* Reading passage *

N.A. Konan, E.D. Huckaby, Kinetic theory-based numerical modeling and analysis of bi-disperse segregated mixture fluidized bed, Powder Technology, Volume 319, September 2017, Pages 71-91, ISSN 0032-5910, https://doi.org/10.1016/j.powtec.2017.06.040.
Abstract: We discuss a series of continuum Euler-Euler simulations of an initially mixed bi-disperse fluidized bed which segregates under certain operating conditions. The simulations use the multi-phase kinetic theory-based description of the momentum and energy exchanges between the phases by Simonin’s Group [see e.g. Gourdel, Simonin and Brunier (1999). Proceedings of 6th International Conference on Circulating Fluidized Beds, Germany, pp. 205–210]. The discussion and analysis of the results focus on the fluid-particle momentum exchange (i.e. drag). Simulations using mono- and poly-disperse fluid-particle drag correlations are analyzed for the Geldart D-type size bi-disperse gas-solid experiments performed by Goldschmidt et al. [Powder Tech., pp. 135–159 (2003)]. The poly-disperse gas-particle drag correlations account for the local particle size distribution by using an effective mixture diameter when calculating the Reynolds number and then correcting the resulting force coefficient. Simulation results show very good predictions of the segregation index for bi-disperse beds with the mono-disperse drag correlations contrary to the poly-disperse drag correlations for which the segregation rate is systematically under-predicted. The statistical analysis of the results shows a clear separation in the distribution of the gas-particle mean relaxation times of the small and large particles with simulations using the mono-disperse drag. In contrast, the poly-disperse drag simulations have a significant overlap and also a smaller difference in the mean particle relaxation times. This results in the small and large particles in the bed to respond to the gas similarly without enough relative time lag. The results suggest that the difference in the particle response time induce flow dynamics favorable to a force imbalance which results in the segregation.

* Supplied information *

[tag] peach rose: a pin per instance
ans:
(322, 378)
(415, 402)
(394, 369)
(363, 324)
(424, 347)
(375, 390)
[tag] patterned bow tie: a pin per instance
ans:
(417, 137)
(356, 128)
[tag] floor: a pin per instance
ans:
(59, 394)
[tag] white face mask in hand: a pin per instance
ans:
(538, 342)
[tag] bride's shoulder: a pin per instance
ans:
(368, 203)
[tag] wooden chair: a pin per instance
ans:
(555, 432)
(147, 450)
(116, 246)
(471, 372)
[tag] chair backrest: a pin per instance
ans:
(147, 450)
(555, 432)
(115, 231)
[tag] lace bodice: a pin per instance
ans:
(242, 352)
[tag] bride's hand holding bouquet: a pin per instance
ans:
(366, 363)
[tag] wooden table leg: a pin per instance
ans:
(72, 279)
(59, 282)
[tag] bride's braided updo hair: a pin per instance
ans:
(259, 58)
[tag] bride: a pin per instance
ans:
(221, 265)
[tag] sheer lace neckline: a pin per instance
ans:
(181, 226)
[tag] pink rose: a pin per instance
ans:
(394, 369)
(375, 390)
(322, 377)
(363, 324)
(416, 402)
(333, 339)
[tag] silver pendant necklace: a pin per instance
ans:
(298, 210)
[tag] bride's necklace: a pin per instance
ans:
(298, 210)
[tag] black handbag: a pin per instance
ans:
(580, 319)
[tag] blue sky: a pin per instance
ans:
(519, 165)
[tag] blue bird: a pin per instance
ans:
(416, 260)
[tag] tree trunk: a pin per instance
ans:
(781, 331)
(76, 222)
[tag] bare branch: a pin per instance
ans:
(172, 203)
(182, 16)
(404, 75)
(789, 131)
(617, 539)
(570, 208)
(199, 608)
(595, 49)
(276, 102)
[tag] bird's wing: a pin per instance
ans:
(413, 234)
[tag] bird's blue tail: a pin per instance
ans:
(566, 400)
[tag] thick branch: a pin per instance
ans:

* Written problem *
Please retype the passage of the fluidized bed abstract that begins at the words "N.A. Konan, E.D." and stops after "ISSN 0032-5910, https://doi.org/10.1016/j.powtec.2017.06.040.".

* Final result *
N.A. Konan, E.D. Huckaby, Kinetic theory-based numerical modeling and analysis of bi-disperse segregated mixture fluidized bed, Powder Technology, Volume 319, September 2017, Pages 71-91, ISSN 0032-5910, https://doi.org/10.1016/j.powtec.2017.06.040.